Directions =>
In the entries below, find the line containing "Target: woman's face". Write out that line and all lines after it, exactly, and nothing else.
((
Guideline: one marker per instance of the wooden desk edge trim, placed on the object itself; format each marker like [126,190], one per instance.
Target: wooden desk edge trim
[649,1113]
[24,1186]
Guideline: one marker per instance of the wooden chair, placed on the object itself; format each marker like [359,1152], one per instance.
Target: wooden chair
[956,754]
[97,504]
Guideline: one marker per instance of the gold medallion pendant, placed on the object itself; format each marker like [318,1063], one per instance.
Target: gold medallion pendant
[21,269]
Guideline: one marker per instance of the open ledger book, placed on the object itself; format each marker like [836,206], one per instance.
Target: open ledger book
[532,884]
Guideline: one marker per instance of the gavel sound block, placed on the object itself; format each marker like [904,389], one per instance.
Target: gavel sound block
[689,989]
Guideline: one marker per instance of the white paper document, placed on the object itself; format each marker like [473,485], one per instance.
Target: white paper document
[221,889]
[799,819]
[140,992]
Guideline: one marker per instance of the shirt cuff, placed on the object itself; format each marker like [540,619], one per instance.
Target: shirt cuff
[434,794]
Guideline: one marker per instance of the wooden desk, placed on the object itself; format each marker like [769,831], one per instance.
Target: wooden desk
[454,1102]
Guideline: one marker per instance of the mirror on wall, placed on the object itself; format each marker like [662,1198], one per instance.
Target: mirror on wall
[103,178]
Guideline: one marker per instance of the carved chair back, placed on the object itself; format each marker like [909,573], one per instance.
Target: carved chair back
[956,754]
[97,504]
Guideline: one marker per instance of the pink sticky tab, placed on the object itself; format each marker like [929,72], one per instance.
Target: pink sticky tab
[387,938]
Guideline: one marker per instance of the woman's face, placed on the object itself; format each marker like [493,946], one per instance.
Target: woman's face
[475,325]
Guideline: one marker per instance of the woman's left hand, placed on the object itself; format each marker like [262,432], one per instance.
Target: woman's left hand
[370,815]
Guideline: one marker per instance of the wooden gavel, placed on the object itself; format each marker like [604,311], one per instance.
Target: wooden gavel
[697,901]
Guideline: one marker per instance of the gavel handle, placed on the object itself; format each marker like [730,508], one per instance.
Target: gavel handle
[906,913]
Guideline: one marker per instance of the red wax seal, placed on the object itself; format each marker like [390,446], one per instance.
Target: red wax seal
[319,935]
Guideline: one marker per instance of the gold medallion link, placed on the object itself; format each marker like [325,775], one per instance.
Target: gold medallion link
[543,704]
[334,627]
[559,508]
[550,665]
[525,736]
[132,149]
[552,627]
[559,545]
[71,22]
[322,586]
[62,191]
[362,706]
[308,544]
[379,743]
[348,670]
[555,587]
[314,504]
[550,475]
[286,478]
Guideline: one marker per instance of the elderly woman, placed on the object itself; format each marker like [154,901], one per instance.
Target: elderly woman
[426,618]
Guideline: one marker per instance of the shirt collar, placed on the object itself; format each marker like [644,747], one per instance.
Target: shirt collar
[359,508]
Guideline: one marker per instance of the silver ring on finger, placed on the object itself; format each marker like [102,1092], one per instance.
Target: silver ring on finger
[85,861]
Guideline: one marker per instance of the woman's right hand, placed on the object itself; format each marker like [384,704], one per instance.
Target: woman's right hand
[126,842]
))
Result for this task =>
Target: woman's face
[475,325]
Guideline: one marker per instance of the woman's left hand, placed on the object itself; format each marker like [262,432], one per instance.
Target: woman's left hand
[370,815]
Guideline: one marker per instance of the wooden gavel, placed on the object itself; format each marker like [604,311], one per instance.
Target: wooden gavel
[697,901]
Guideline: one marker per instance of the gavel handle, placed on the object itself; format each marker like [730,508], one per instance.
Target: gavel handle
[906,913]
Guideline: one marker per instance of the red wax seal, placed on the object itself; format each marker like [390,446], one per instance.
Target: red wax seal
[319,935]
Guideline: one marker per instance of the gold medallion link, placed on the object itself; format each marker like [325,775], one per instance.
Target: gold medallion link
[543,704]
[334,627]
[559,508]
[550,665]
[525,736]
[132,149]
[552,627]
[559,545]
[71,22]
[322,586]
[62,191]
[362,706]
[308,544]
[379,743]
[348,670]
[555,587]
[314,504]
[550,475]
[286,478]
Guideline: one marker per instance of the elderly woman, placed on the object itself; format each marker like [154,901], one per instance.
Target: elderly woman
[426,618]
Guideline: one marker per instance of the shirt collar, placed on the object itself; format each marker like [644,747], one per instance.
Target: shirt collar
[359,508]
Guideline: one marker per instance of the silver ring on finger, placed on the object itself; format each marker like [102,1092], one per instance.
Target: silver ring on finger
[85,861]
Guideline: one marker per instance of the woman's right hand, placed on the object itself; format each marker like [384,704], one per instance.
Target: woman's right hand
[126,842]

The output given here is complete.